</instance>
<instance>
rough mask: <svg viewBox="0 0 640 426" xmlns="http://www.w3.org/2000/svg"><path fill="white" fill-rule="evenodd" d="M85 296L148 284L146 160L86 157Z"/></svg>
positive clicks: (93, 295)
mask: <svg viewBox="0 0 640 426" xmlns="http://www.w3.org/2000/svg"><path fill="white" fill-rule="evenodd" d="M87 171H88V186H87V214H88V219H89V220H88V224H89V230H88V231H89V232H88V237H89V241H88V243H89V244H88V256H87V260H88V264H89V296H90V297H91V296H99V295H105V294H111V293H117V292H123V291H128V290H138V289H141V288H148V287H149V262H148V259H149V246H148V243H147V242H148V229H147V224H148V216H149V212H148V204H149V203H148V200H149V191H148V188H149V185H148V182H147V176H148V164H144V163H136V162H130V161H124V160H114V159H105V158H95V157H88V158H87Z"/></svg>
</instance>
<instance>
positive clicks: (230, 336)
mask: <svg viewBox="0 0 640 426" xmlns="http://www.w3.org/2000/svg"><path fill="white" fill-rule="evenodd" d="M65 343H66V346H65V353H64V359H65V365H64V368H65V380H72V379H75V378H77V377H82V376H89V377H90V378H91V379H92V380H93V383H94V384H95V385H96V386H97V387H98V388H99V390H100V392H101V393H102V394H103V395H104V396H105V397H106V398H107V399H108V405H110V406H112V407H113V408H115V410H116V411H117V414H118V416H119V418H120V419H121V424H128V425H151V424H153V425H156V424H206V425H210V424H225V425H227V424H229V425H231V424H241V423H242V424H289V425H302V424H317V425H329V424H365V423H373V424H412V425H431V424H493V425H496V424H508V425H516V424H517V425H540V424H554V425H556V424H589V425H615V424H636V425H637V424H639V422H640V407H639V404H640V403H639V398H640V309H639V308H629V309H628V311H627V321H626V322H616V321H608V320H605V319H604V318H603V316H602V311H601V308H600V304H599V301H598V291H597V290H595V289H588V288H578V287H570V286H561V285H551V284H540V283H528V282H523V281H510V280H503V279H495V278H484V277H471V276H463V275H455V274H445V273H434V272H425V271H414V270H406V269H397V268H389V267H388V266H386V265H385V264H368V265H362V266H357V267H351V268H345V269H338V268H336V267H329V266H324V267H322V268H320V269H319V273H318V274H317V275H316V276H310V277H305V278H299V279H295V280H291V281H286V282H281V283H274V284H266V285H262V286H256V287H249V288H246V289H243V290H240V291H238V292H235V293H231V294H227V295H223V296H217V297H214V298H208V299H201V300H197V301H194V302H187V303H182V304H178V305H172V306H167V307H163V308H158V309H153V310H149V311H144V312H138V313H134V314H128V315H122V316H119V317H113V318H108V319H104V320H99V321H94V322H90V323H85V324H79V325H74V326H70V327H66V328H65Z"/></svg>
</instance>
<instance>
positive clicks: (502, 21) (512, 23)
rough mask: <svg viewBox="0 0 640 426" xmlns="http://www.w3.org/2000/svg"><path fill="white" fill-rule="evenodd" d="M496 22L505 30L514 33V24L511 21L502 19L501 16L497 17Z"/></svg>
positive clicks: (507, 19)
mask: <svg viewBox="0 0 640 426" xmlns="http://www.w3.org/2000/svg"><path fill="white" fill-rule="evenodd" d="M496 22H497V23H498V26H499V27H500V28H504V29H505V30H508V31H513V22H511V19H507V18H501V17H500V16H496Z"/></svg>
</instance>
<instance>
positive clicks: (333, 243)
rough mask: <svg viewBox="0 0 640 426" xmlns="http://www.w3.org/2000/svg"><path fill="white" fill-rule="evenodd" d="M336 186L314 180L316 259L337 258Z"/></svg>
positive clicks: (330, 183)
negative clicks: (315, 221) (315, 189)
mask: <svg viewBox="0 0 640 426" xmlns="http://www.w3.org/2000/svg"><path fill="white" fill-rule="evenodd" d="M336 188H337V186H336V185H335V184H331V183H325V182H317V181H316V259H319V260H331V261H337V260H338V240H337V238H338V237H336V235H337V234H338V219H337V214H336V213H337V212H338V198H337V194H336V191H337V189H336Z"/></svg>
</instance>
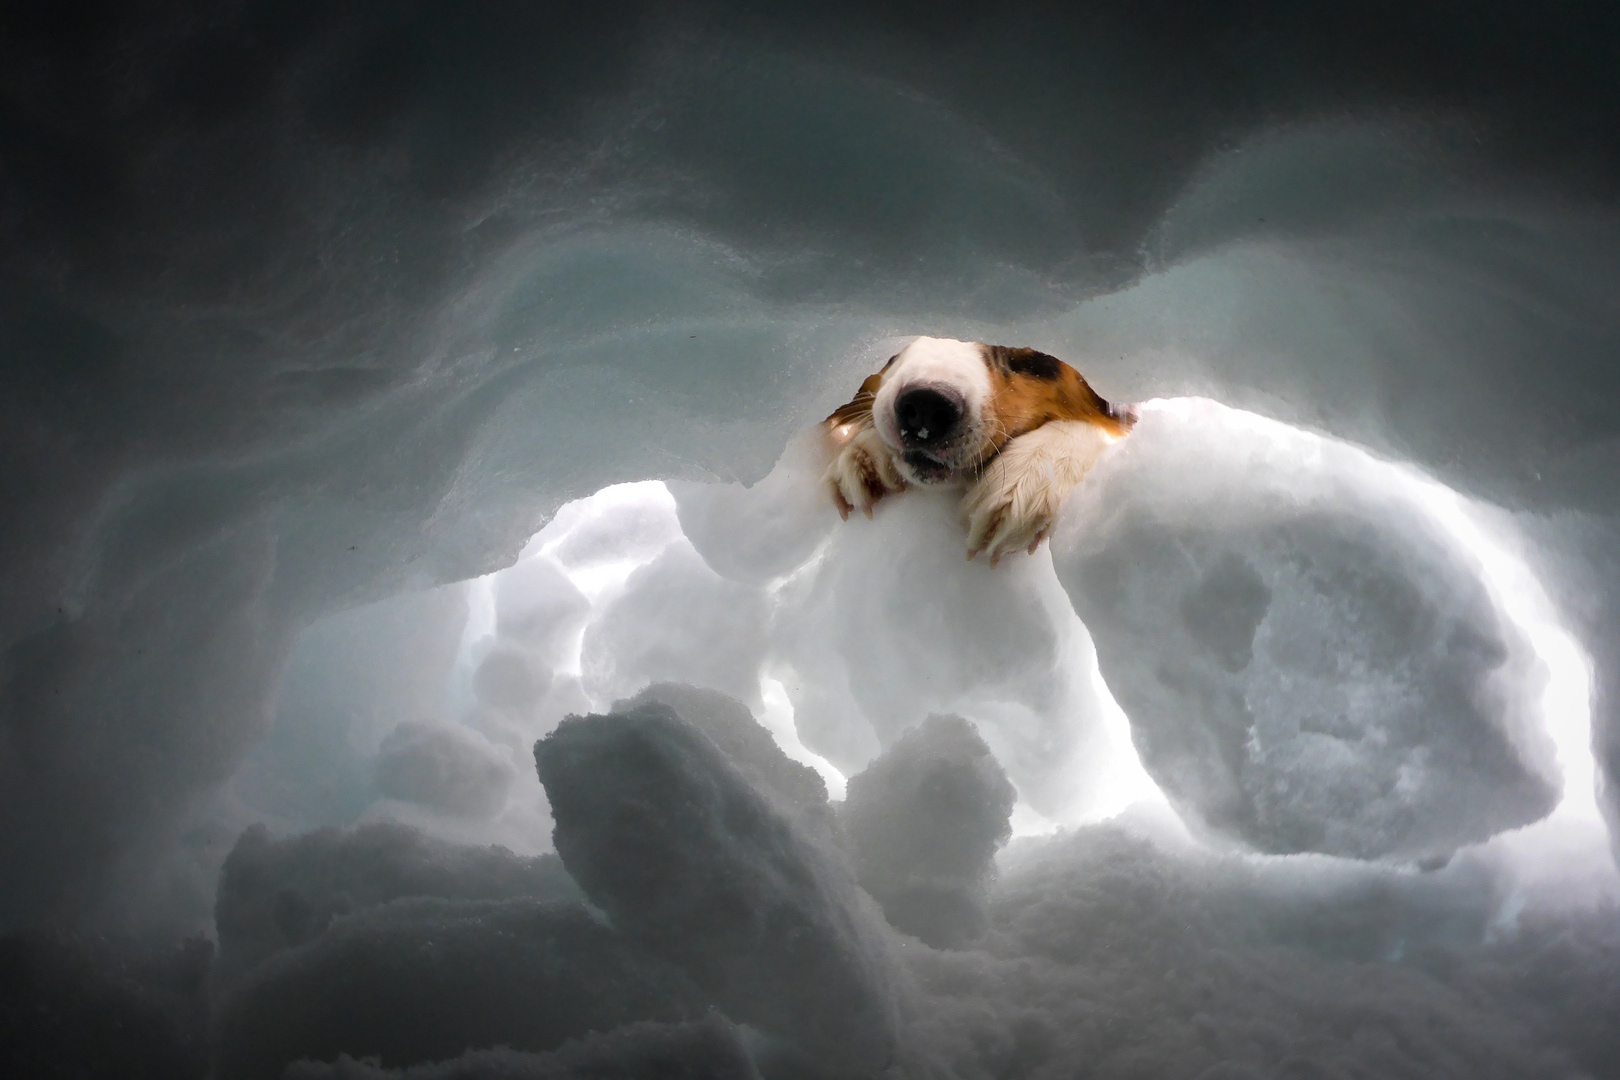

- TASK STATEMENT
For every entry above, write it out exactly and remove any image.

- TASK ANSWER
</instance>
<instance>
rough mask: <svg viewBox="0 0 640 426" xmlns="http://www.w3.org/2000/svg"><path fill="white" fill-rule="evenodd" d="M85 296L148 284L146 160L86 157Z"/></svg>
positive clicks: (93, 295)
mask: <svg viewBox="0 0 640 426" xmlns="http://www.w3.org/2000/svg"><path fill="white" fill-rule="evenodd" d="M87 171H88V186H87V214H88V219H89V220H88V224H89V230H88V231H89V232H88V237H89V241H88V243H89V244H88V256H87V260H88V264H89V296H90V297H91V296H99V295H105V294H111V293H117V292H123V291H128V290H138V289H141V288H148V287H149V262H148V259H149V246H148V243H147V242H148V229H147V224H148V216H149V212H148V204H149V203H148V200H149V191H148V188H149V185H148V182H147V176H148V164H144V163H136V162H130V161H124V160H114V159H105V158H95V157H88V158H87Z"/></svg>
</instance>
<instance>
positive clicks: (230, 336)
mask: <svg viewBox="0 0 640 426" xmlns="http://www.w3.org/2000/svg"><path fill="white" fill-rule="evenodd" d="M65 343H66V346H65V353H64V359H65V365H64V368H65V380H72V379H75V378H77V377H82V376H89V377H90V378H91V379H92V380H93V383H94V384H95V385H96V386H97V387H98V388H99V390H100V392H101V393H102V394H103V395H104V396H105V397H106V398H107V399H108V405H110V406H112V407H113V408H115V410H116V411H117V414H118V416H119V418H120V419H121V424H128V425H151V424H153V425H156V424H206V425H210V424H225V425H227V424H229V425H231V424H241V423H242V424H289V425H302V424H317V425H329V424H365V423H373V424H412V425H431V424H493V425H496V424H508V425H516V424H517V425H540V424H554V425H556V424H589V425H615V424H636V425H637V424H639V422H640V407H639V404H640V403H639V398H640V309H639V308H629V309H628V311H627V321H626V322H616V321H608V320H605V319H604V318H603V316H602V311H601V308H600V304H599V301H598V291H597V290H595V289H588V288H578V287H570V286H561V285H551V284H540V283H528V282H523V281H510V280H503V279H495V278H484V277H471V276H463V275H455V274H445V273H434V272H425V271H414V270H406V269H397V268H389V267H388V266H386V265H385V264H368V265H362V266H357V267H351V268H345V269H338V268H336V267H329V266H324V267H322V268H320V269H319V273H318V274H317V275H316V276H310V277H305V278H299V279H295V280H291V281H286V282H281V283H274V284H266V285H262V286H256V287H249V288H246V289H243V290H240V291H238V292H235V293H231V294H227V295H223V296H217V297H214V298H208V299H201V300H197V301H194V302H187V303H182V304H178V305H172V306H167V307H163V308H158V309H153V310H149V311H144V312H138V313H134V314H128V315H122V316H119V317H113V318H108V319H104V320H99V321H94V322H90V323H85V324H79V325H74V326H70V327H66V328H65Z"/></svg>
</instance>
<instance>
positive clicks: (502, 21) (512, 23)
rough mask: <svg viewBox="0 0 640 426" xmlns="http://www.w3.org/2000/svg"><path fill="white" fill-rule="evenodd" d="M496 22L505 30L514 33V24L511 21L502 19L501 16L497 17Z"/></svg>
positive clicks: (507, 19)
mask: <svg viewBox="0 0 640 426" xmlns="http://www.w3.org/2000/svg"><path fill="white" fill-rule="evenodd" d="M496 22H497V23H498V26H499V27H500V28H504V29H505V30H508V31H513V22H511V19H507V18H501V17H500V16H496Z"/></svg>
</instance>
<instance>
positive clicks: (333, 243)
rough mask: <svg viewBox="0 0 640 426" xmlns="http://www.w3.org/2000/svg"><path fill="white" fill-rule="evenodd" d="M336 186L314 180L316 259L337 258Z"/></svg>
positive clicks: (330, 183)
negative clicks: (315, 221) (315, 189)
mask: <svg viewBox="0 0 640 426" xmlns="http://www.w3.org/2000/svg"><path fill="white" fill-rule="evenodd" d="M336 188H337V186H336V185H335V184H331V183H325V182H317V181H316V259H319V260H331V261H337V260H338V240H337V238H338V237H336V235H337V234H338V219H337V214H336V213H337V212H338V198H337V194H336V191H337V189H336Z"/></svg>
</instance>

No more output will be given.